→ **REQUEST**
Report how many lines in the records below contain the word "white". Give only the number.

^^^^

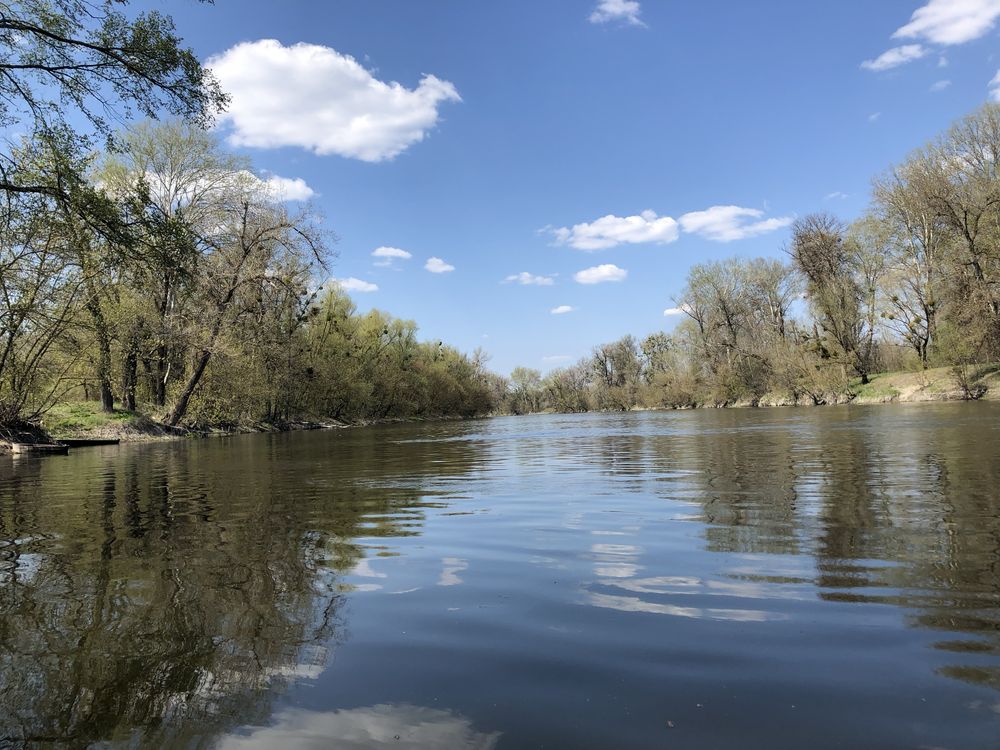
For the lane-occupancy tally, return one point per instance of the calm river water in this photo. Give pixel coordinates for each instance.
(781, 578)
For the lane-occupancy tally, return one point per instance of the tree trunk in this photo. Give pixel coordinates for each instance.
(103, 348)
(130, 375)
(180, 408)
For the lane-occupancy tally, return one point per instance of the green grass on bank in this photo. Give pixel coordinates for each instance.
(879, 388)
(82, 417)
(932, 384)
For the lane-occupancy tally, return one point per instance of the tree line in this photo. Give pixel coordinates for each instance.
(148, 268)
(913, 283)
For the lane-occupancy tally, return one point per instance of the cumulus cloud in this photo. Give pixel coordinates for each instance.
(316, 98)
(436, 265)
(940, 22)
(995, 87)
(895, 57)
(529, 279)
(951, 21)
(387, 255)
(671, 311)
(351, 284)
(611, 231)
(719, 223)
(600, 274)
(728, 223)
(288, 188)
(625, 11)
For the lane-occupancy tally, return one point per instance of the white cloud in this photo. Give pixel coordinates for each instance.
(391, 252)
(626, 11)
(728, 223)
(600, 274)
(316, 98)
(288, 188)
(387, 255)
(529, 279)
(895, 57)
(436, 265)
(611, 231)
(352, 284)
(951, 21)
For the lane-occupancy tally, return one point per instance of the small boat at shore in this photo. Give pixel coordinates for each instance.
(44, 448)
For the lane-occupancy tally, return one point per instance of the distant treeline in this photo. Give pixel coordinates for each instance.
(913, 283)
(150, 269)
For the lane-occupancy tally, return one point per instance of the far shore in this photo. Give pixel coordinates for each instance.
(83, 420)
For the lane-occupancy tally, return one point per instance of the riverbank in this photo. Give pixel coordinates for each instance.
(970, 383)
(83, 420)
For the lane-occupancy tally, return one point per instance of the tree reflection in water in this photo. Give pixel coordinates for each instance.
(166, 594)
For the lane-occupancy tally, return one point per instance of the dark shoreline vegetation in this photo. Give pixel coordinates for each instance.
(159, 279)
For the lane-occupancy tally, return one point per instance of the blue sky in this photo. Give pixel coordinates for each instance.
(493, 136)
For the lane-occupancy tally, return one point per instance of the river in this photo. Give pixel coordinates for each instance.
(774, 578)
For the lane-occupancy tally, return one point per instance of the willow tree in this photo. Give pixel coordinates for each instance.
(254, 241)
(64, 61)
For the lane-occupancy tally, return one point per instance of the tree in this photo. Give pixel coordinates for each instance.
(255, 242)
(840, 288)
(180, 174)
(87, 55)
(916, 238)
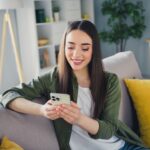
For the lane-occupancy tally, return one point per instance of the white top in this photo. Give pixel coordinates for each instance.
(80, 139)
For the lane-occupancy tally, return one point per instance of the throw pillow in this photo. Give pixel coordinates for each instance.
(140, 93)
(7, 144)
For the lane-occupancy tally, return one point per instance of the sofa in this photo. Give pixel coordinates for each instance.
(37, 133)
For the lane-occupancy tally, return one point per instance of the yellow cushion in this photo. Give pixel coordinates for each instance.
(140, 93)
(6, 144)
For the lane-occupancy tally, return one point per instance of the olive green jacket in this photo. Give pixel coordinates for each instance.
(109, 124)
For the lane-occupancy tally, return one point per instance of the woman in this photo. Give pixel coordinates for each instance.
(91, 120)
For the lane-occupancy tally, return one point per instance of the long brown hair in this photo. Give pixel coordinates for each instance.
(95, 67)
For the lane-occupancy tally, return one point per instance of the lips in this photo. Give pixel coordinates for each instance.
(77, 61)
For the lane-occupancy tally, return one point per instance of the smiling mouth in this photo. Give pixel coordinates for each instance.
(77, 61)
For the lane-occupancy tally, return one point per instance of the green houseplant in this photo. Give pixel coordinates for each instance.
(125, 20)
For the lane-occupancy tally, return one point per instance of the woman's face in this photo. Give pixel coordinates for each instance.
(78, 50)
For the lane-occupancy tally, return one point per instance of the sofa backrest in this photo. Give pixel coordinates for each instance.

^^^^

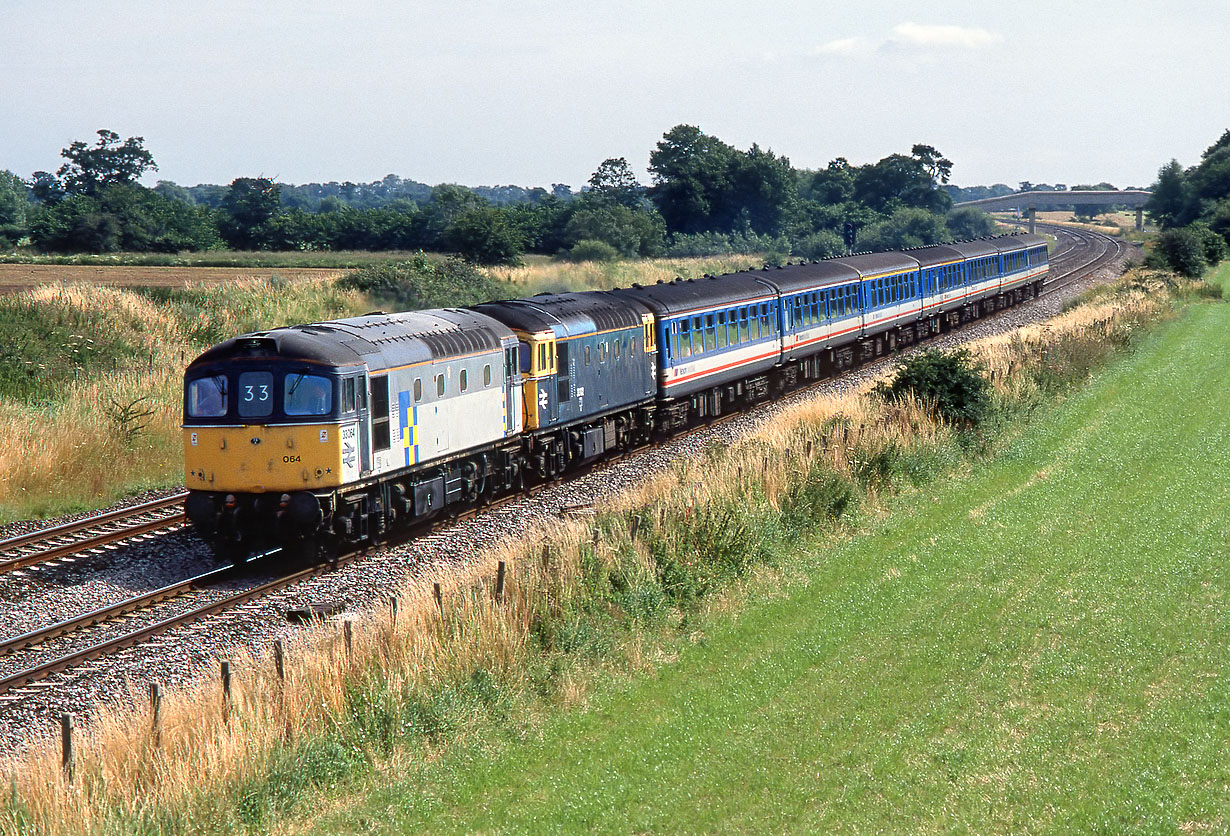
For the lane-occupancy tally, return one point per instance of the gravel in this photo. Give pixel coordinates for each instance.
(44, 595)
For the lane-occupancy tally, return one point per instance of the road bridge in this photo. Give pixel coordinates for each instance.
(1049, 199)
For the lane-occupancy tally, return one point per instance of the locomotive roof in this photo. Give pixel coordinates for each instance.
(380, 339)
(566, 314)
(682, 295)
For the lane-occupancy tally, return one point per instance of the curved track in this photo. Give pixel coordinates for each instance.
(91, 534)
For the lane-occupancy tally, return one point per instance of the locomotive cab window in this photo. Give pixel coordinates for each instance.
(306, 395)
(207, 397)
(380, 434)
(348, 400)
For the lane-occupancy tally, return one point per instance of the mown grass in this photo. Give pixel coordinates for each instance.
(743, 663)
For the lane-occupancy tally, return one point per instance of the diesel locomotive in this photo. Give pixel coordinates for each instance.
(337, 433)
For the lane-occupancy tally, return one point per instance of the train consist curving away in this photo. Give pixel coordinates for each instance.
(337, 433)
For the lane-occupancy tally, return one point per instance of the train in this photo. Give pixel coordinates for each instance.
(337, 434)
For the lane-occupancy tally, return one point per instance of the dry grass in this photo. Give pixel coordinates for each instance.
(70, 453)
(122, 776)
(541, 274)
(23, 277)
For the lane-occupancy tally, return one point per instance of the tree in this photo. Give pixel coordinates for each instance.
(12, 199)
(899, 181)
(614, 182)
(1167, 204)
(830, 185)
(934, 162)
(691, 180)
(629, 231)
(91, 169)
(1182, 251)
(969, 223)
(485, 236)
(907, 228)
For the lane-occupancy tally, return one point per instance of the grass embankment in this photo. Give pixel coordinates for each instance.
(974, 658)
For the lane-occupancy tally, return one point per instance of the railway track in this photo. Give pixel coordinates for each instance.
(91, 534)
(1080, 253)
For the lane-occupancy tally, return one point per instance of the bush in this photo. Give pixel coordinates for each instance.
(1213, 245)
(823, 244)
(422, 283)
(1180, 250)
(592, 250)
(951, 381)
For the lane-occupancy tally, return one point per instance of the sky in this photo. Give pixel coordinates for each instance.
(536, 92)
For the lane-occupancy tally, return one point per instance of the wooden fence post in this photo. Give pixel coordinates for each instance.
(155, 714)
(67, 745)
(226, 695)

^^^^

→ **WRITTEN SOLUTION**
2